- What is expected: In the entries below, the line with "Identify every instance of the branch" marks the start. Return it and every following line exactly, ending with the last.

Start of Block

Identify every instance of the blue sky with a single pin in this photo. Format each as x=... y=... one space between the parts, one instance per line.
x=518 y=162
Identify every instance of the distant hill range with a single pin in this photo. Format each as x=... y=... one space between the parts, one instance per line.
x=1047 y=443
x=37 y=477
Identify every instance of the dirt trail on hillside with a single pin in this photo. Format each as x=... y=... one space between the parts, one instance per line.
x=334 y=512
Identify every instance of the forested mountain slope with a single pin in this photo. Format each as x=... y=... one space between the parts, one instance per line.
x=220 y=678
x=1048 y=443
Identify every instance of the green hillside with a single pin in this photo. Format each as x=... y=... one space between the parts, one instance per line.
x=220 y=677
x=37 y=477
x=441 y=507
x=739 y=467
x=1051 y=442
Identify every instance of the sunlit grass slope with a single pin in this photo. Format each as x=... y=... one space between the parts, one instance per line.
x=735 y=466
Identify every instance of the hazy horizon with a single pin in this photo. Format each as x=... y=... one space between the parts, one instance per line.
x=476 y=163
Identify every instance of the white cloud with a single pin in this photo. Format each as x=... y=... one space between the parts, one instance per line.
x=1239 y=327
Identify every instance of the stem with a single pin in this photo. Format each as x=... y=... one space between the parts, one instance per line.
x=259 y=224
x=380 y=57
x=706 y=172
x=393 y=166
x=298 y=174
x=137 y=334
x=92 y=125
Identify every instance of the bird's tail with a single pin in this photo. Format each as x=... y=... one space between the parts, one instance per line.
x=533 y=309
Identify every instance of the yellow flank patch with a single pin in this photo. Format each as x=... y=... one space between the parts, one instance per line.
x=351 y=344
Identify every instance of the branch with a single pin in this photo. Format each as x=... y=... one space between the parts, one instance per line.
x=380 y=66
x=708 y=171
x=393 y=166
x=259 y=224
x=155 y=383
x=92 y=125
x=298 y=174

End of Block

- Reply to the task:
Identify every instance of the branch with a single pin in this photo. Format each as x=... y=... one space between the parts, one instance per line.
x=380 y=66
x=708 y=171
x=393 y=166
x=259 y=224
x=155 y=383
x=92 y=125
x=298 y=174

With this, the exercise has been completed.